Text provided »
=-=-=-=-=
2018 Second Quarter Teleconference and Webcast

The Company invites you to join Bart Brookman, President and Chief Executive Officer; Scott Meyers, Chief Financial Officer; Lance Lauck, Executive Vice President Corporate Development and Strategy; and Scott Reasoner, Chief Operating Officer, for a conference call on Thursday, August 9, 2018 to discuss its 2018 second quarter results.  The related slide presentation will be available on PDC’s website at www.pdce.com.

Conference Call and Webcast:
Date/Time: Thursday, August 9, 2018, 11:00 a.m. ET
Webcast available at: www.pdce.com
Domestic (toll free): 877-312-5520
International: 253-237-1142
Conference ID: 53186183

Replay Numbers:
Domestic (toll free): 855-859-2056
International: 404-537-3406
Conference ID: 53186183

The replay of the call will be available for six months on PDC's website at www.pdce.com.

Upcoming Investor Presentations

PDC is scheduled to present at the following conferences: EnerCom's The Oil and Gas Conference in Denver on Tuesday, August 21, 2018; Barclay’s CEO Energy-Power Conference in New York on Wednesday, September 5, 2018; and to attend the Johnson Rice Energy Conference in New Orleans on Tuesday, September 25, 2018.  Webcast information will be posted to the Company’s website, www.pdce.com, prior to the start of each conference, along with any presentation materials.

About PDC Energy, Inc.

PDC Energy, Inc. is a domestic independent exploration and production company that produces, develops, and explores for crude oil, natural gas, and NGLs, with primary operations in the Wattenberg Field in Colorado and the Delaware Basin in Reeves and Culberson Counties, Texas.  PDC’s operations are focused in the horizontal Niobrara and Codell plays in the Wattenberg Field and in the Wolfcamp zones in the Delaware Basin.

NOTE REGARDING FORWARD-LOOKING STATEMENTS

This Quarterly Report on Form 10-Q contains forward-looking statements within the meaning of Section 27A of the Securities Act of 1933 ("Securities Act"), Section 21E of the Securities Exchange Act of 1934 ("Exchange Act") and the United States ("U.S.") Private Securities Litigation Reform Act of 1995 regarding our business, financial condition, results of operations and prospects. All statements other than statements of historical fact included in and incorporated by reference into this report are "forward-looking statements." Words such as expect, anticipate, intend, plan, believe, seek, estimate and similar expressions or variations of such words are intended to identify forward-looking statements herein. Forward-looking statements include, among other things, statements regarding future: production, costs and cash flows; drilling locations and zones and growth opportunities; commodity prices and differentials; capital expenditures and projects, including the number of rigs employed; management of lease expiration issues; financial ratios and compliance with covenants in our revolving credit facility; impacts of certain accounting and tax changes; midstream capacity and related curtailments; the impact of potential ballot initiatives and other Colorado political matters; ability to meet our volume commitments to midstream providers; ongoing compliance with our consent decree; timing and likelihood that the Denver Metro/North Front Range NAA ozone classification will be reclassified to serious; and timing and adequacy of infrastructure projects of our midstream providers.
=-=-=-=-=
Stated exercise A »
Using the PDC Energy announcement, decide whether each statement agrees with it. Answer yes or no for each, and quote the words that settle it. (i) The conference call starts at 11:00 a.m. ET on August 9, 2018. (ii) The call replay stays on PDC's website for one year. (iii) PDC is scheduled to present at the Johnson Rice Energy Conference.
Stated exercise B »
From the PDC Energy announcement, return the passage word for word. Begin at the words "About PDC Energy, Inc." and stop after "the Delaware Basin.".
Stated exercise C »
According to the PDC Energy announcement, where are the company's primary operations?
The rows further down have no connection to the PDC Energy announcement.
=-=-=-=-=
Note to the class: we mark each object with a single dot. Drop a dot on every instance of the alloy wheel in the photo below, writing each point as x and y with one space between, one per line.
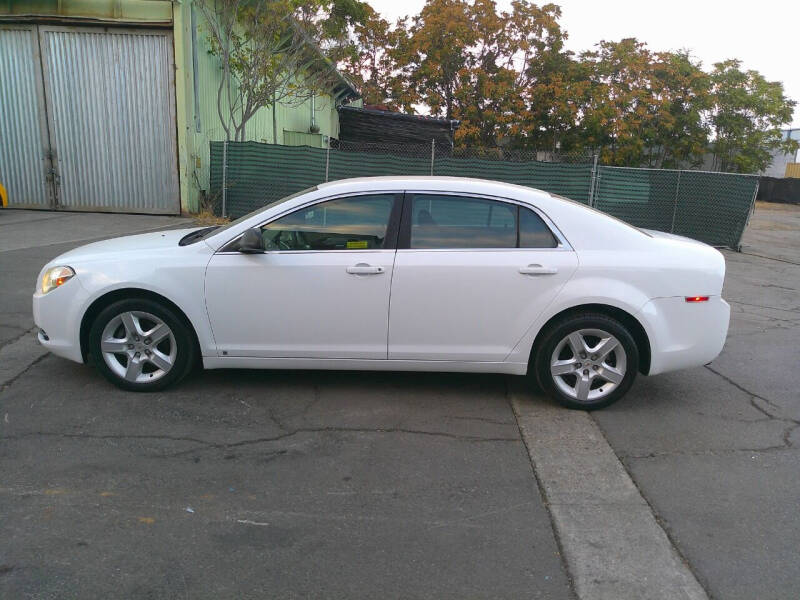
588 364
138 346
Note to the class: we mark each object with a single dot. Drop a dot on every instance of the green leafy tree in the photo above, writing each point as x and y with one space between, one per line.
369 61
270 52
746 118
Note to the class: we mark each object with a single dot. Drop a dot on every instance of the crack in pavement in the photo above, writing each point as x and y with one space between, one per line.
795 309
205 444
717 452
795 423
9 382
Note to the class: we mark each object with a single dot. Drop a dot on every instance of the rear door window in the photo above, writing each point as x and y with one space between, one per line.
445 221
464 222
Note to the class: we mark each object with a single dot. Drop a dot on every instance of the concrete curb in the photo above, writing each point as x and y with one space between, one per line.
612 543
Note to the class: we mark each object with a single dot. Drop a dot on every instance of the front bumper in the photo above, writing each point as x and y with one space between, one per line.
58 315
684 334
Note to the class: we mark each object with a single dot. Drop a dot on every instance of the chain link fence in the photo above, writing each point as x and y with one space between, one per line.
710 207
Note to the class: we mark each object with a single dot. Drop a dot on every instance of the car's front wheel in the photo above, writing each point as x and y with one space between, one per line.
586 361
140 345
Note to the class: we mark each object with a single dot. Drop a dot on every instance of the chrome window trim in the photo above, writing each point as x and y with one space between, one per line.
563 243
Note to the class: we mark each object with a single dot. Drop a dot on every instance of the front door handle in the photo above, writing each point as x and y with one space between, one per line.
364 269
538 270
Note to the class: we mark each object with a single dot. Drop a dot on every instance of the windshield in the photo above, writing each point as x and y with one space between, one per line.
215 230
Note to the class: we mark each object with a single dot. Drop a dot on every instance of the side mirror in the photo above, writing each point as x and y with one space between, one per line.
251 242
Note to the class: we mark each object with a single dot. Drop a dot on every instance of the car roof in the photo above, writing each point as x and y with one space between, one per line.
431 183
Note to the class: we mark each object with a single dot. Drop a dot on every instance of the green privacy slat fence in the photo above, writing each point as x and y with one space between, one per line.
572 181
711 207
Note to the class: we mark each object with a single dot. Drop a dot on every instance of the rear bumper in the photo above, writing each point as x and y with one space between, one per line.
684 334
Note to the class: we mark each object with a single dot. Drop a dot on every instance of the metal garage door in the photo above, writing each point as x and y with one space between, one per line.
108 105
23 130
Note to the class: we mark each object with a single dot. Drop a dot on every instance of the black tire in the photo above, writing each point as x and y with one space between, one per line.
185 348
553 336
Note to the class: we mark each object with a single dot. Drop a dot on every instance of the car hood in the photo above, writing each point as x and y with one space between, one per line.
126 244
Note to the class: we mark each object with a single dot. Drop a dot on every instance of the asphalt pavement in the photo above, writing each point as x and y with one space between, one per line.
362 485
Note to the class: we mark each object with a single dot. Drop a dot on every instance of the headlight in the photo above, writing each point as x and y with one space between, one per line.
56 276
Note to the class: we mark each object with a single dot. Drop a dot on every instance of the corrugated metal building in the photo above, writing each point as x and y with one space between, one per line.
110 105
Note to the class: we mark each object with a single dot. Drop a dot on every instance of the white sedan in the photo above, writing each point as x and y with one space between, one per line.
394 273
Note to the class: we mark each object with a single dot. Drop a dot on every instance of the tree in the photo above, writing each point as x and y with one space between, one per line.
369 61
683 92
270 52
746 117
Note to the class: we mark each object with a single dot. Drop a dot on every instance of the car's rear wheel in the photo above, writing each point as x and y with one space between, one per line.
140 345
586 361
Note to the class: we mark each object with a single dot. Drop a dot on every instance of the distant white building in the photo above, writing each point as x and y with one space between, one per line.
779 159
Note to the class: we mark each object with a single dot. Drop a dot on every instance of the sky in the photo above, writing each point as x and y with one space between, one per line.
765 35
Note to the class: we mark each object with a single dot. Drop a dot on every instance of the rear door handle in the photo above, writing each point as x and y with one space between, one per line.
364 269
538 270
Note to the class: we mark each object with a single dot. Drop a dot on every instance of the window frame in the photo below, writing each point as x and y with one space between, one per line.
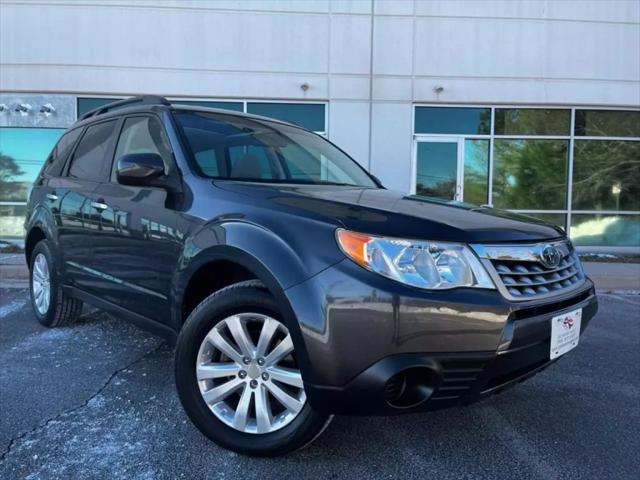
568 211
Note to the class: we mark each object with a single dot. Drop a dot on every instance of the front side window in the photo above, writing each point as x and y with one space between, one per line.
61 151
90 158
143 135
226 146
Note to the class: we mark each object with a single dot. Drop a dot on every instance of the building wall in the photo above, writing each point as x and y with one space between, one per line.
371 60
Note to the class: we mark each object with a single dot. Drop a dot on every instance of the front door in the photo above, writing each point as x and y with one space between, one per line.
438 168
137 245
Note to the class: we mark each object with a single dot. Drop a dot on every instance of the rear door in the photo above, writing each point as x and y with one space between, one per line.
139 250
78 210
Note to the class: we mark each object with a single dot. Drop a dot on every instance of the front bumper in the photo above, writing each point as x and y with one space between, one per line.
359 346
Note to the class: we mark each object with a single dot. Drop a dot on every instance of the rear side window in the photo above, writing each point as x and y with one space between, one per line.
61 151
90 158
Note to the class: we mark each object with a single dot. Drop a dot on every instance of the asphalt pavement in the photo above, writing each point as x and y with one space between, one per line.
97 400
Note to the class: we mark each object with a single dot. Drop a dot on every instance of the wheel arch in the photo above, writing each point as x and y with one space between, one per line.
240 261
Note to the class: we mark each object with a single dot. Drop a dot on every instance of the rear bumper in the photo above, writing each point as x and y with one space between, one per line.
447 379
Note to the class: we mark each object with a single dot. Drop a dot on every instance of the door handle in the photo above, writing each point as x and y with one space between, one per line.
99 205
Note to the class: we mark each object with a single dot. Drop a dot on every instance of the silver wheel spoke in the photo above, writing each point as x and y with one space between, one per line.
263 412
290 403
40 284
207 371
286 375
239 332
242 410
221 392
266 334
225 347
284 348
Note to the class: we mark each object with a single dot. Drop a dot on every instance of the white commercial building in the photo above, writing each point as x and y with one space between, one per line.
526 105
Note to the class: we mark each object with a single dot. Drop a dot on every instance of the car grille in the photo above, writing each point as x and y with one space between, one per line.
521 275
528 279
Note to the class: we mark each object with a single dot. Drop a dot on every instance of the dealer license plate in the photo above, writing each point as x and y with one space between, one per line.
565 332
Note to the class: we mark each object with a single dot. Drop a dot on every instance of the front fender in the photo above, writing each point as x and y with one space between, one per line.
43 219
260 251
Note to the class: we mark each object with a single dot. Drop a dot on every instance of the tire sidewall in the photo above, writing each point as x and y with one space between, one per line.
211 311
46 319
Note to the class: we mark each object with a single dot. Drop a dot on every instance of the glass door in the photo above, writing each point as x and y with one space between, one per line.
438 168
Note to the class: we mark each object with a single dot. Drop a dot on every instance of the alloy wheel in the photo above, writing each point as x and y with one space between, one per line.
248 374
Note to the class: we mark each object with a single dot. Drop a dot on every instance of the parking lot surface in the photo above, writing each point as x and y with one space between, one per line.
97 400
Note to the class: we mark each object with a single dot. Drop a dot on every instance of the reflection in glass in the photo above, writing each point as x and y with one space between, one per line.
605 230
12 221
532 121
307 115
23 151
530 174
476 171
606 175
608 123
436 170
453 120
557 219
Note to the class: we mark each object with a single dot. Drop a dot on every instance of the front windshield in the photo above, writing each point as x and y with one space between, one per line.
242 148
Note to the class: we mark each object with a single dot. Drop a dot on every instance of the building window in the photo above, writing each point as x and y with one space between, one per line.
529 153
22 154
311 116
453 120
530 174
532 121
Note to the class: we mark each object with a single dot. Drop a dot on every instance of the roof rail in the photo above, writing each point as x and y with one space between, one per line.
143 100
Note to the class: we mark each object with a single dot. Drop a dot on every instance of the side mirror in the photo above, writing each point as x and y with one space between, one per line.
139 169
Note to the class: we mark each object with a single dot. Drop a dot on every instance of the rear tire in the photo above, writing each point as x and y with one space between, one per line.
51 306
241 308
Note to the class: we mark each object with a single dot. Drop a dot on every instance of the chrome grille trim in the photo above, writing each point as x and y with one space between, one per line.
520 274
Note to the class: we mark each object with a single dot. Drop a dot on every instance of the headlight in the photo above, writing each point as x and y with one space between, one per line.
422 264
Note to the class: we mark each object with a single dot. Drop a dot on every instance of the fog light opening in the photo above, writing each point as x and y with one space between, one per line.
410 387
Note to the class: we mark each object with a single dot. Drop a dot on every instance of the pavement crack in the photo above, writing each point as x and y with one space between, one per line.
104 386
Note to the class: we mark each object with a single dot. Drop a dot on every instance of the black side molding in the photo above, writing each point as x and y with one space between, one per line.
152 326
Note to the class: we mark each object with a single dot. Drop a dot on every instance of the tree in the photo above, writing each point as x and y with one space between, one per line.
10 187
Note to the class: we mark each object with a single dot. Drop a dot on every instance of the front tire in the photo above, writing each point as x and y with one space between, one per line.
237 375
51 306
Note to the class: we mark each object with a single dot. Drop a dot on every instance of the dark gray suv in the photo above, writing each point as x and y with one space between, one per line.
293 284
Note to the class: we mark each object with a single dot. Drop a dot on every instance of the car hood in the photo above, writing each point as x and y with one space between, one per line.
392 213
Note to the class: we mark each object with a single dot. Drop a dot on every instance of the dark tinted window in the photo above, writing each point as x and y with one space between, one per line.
257 150
61 152
532 121
87 104
143 135
89 160
235 106
453 120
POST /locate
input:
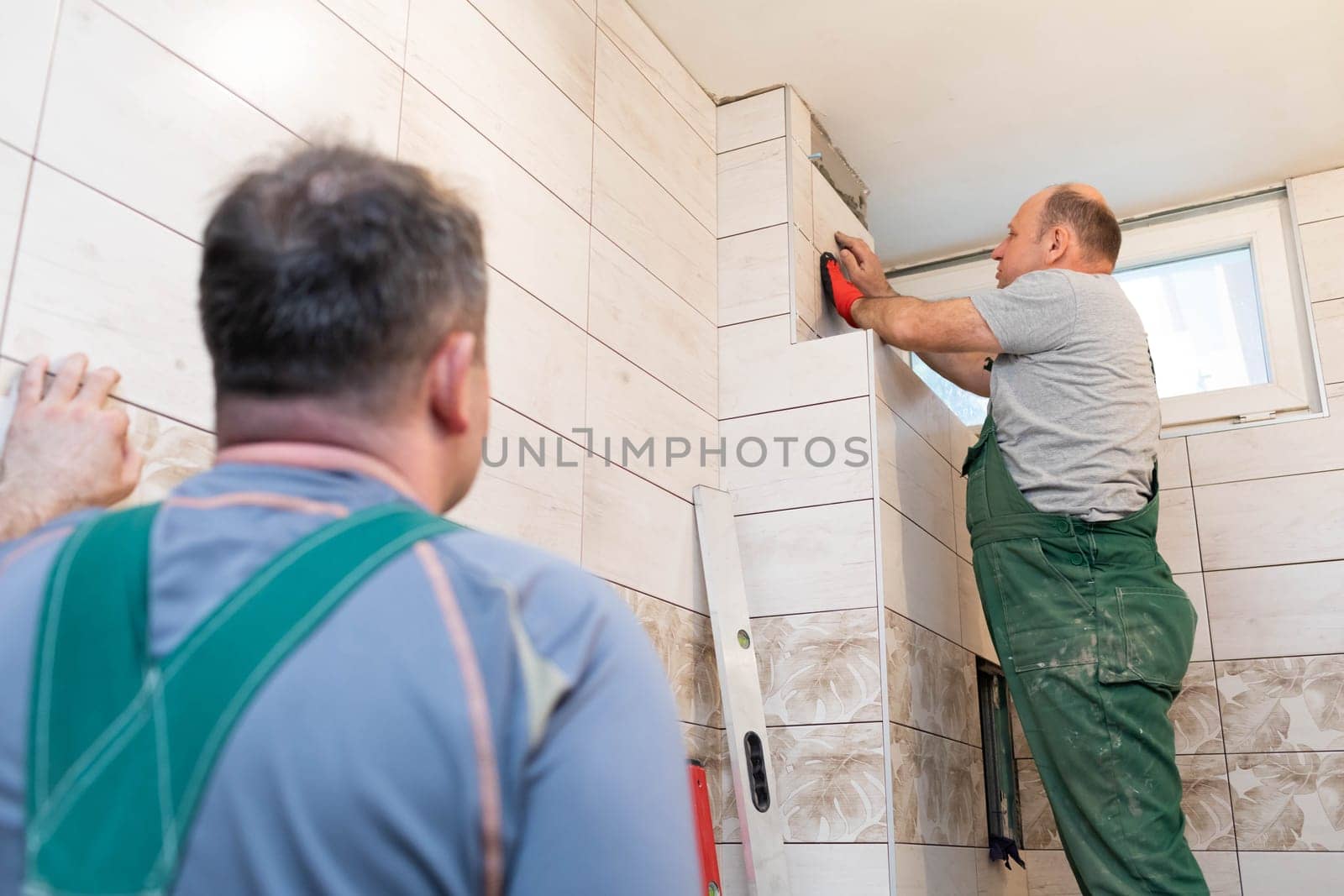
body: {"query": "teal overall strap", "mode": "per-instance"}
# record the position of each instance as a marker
(121, 746)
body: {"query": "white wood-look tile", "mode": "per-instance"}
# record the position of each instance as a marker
(1173, 464)
(159, 136)
(1178, 539)
(853, 869)
(913, 477)
(92, 275)
(830, 214)
(1277, 611)
(761, 371)
(631, 407)
(754, 275)
(1323, 250)
(344, 89)
(13, 186)
(1320, 195)
(528, 344)
(647, 222)
(752, 120)
(816, 454)
(382, 22)
(1330, 338)
(470, 65)
(636, 116)
(30, 27)
(920, 575)
(753, 187)
(810, 559)
(1283, 449)
(656, 62)
(642, 537)
(531, 237)
(635, 313)
(519, 497)
(1290, 519)
(557, 36)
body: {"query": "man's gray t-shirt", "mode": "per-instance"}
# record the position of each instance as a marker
(1073, 392)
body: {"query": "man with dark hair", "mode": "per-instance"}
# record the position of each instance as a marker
(293, 676)
(1093, 634)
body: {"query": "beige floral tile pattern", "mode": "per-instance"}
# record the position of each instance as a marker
(1283, 705)
(931, 681)
(830, 782)
(819, 667)
(1288, 801)
(937, 790)
(685, 644)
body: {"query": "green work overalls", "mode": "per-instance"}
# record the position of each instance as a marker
(1095, 638)
(121, 743)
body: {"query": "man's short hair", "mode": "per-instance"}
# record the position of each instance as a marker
(336, 275)
(1089, 217)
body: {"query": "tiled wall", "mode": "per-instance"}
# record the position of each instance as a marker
(586, 147)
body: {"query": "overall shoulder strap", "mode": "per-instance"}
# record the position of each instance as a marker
(118, 766)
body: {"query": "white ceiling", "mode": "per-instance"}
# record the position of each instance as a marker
(956, 110)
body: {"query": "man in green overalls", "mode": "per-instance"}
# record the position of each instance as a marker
(1062, 506)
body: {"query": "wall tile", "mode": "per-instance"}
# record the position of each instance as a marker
(1283, 449)
(1281, 705)
(1330, 338)
(624, 402)
(346, 89)
(26, 39)
(931, 681)
(521, 499)
(470, 65)
(920, 575)
(819, 668)
(685, 644)
(799, 468)
(528, 343)
(656, 62)
(642, 537)
(937, 790)
(1270, 521)
(753, 188)
(1288, 801)
(642, 217)
(752, 120)
(831, 782)
(636, 116)
(1321, 244)
(808, 560)
(555, 36)
(515, 208)
(1250, 617)
(759, 371)
(1178, 539)
(754, 275)
(112, 285)
(635, 313)
(160, 136)
(914, 479)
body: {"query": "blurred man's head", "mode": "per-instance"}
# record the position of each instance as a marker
(1068, 228)
(343, 298)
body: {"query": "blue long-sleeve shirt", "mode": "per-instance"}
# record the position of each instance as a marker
(389, 755)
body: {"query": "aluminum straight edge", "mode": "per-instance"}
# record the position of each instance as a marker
(739, 681)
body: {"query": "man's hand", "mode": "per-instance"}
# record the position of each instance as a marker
(65, 450)
(862, 266)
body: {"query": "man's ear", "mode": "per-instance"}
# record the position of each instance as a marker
(449, 380)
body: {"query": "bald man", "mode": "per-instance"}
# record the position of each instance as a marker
(1092, 631)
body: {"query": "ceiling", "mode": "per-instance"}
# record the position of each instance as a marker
(956, 110)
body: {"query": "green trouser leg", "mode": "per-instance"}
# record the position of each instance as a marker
(1095, 638)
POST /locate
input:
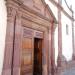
=-=-=-=-=
Result A »
(i) Yes: "Date/Time: Thursday, August 9, 2018, 11:00 a.m. ET"
(ii) No: "The replay of the call will be available for six months on PDC's website at www.pdce.com."
(iii) No: "and to attend the Johnson Rice Energy Conference in New Orleans on Tuesday, September 25, 2018"

Result B »
About PDC Energy, Inc.

PDC Energy, Inc. is a domestic independent exploration and production company that produces, develops, and explores for crude oil, natural gas, and NGLs, with primary operations in the Wattenberg Field in Colorado and the Delaware Basin in Reeves and Culberson Counties, Texas.  PDC’s operations are focused in the horizontal Niobrara and Codell plays in the Wattenberg Field and in the Wolfcamp zones in the Delaware Basin.

Result C »
In the Wattenberg Field in Colorado and the Delaware Basin in Reeves and Culberson Counties, Texas.